What to do —
Would you repeat every entry below word for word but drop the images?

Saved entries
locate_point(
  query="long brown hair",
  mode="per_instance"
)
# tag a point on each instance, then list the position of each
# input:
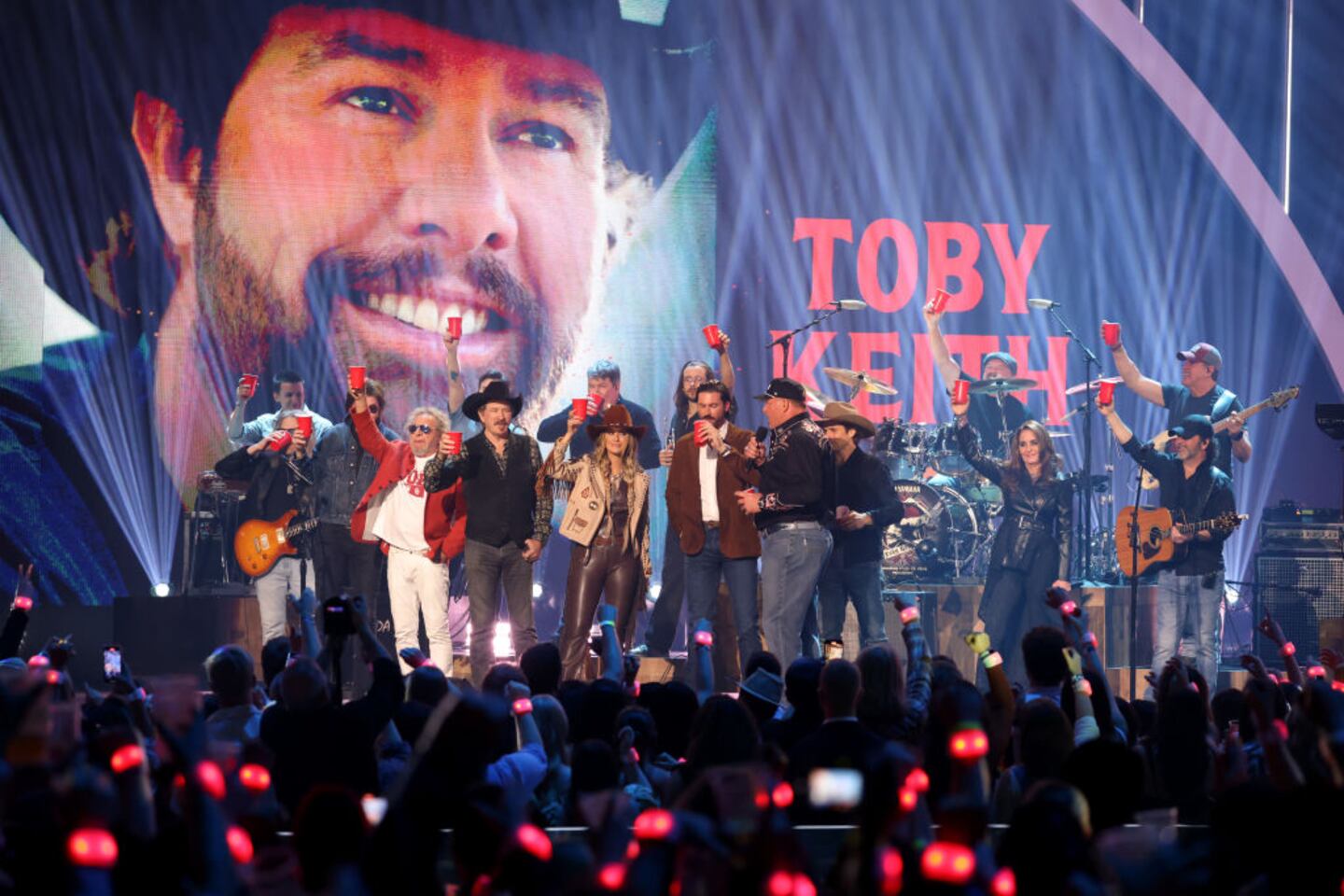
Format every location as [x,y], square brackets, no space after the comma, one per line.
[1015,470]
[629,458]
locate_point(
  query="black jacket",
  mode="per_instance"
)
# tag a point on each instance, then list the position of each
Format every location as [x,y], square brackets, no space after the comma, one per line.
[1036,514]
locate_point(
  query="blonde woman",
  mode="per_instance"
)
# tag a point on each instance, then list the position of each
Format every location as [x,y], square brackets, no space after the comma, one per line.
[608,520]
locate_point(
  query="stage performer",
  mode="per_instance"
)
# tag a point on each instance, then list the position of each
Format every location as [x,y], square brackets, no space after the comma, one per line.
[1029,553]
[988,416]
[507,522]
[280,470]
[866,504]
[420,531]
[1190,589]
[604,382]
[796,480]
[608,522]
[287,392]
[1197,392]
[666,611]
[720,540]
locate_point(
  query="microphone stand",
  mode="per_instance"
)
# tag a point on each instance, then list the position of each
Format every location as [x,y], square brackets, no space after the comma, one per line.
[785,342]
[1085,523]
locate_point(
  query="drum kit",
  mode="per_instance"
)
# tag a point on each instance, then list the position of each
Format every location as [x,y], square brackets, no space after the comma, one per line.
[950,511]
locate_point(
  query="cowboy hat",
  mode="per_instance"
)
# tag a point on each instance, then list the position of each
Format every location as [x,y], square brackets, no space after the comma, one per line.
[846,414]
[494,391]
[616,419]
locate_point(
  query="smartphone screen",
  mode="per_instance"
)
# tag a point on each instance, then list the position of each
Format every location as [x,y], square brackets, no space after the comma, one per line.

Response below —
locate_point(
  query="long brown hair",
  mode="per_instance"
)
# tag a point on each instance, then list the position of each
# input:
Format every location as [x,y], square brackets, no space after the comma, one per line.
[1015,470]
[629,458]
locate_point(
  query="black jacket",
  mode="per_instance"
)
# tag a point on each instance, then list the position of each
Format every location as [x,y], square brackets, no space after the comma, one per line.
[1036,514]
locate_point(
  query="blonde woman",
  mode="per_instance"
)
# tag a point on each instance, then list the position of each
Format every location as [x,y], square brackets, no space after the comma, one per line.
[608,520]
locate_point(
  query="stage performer",
  mode="per_instance"
)
# tag a point on each instance, then list the position of each
Format every location as [x,y], square brackets, no space after the comma, one per line.
[1029,553]
[988,416]
[507,522]
[280,470]
[866,504]
[420,531]
[1190,589]
[604,382]
[796,480]
[608,522]
[287,392]
[1197,392]
[666,611]
[720,540]
locate_point(
  query="microphone stand",
  mode="per_instance"
)
# tag a point on each instance, then list the position of each
Format every location as [x,y], square brackets, no space after the comma, one per line.
[785,342]
[1085,523]
locate_point(
  query="drum kit",
  mode="per_instance"
)
# tag a point on each instance, then list the position of each
Format every location as [x,y], square brackets, no space after the comma, one per line.
[950,511]
locate_point(
  query="cowboy hat",
  mode="per_instance"
)
# tag a point on each instance, then list the position of each
Format every location as [x,y], square brackets, no space after the comma, one per line.
[846,414]
[494,391]
[616,419]
locate_point(
  query="smartphone screen",
  mode="per_instance"
)
# tag a point on each instance, then list the position of each
Format every location as [x,y], square brackets, no space after the comma, one per line.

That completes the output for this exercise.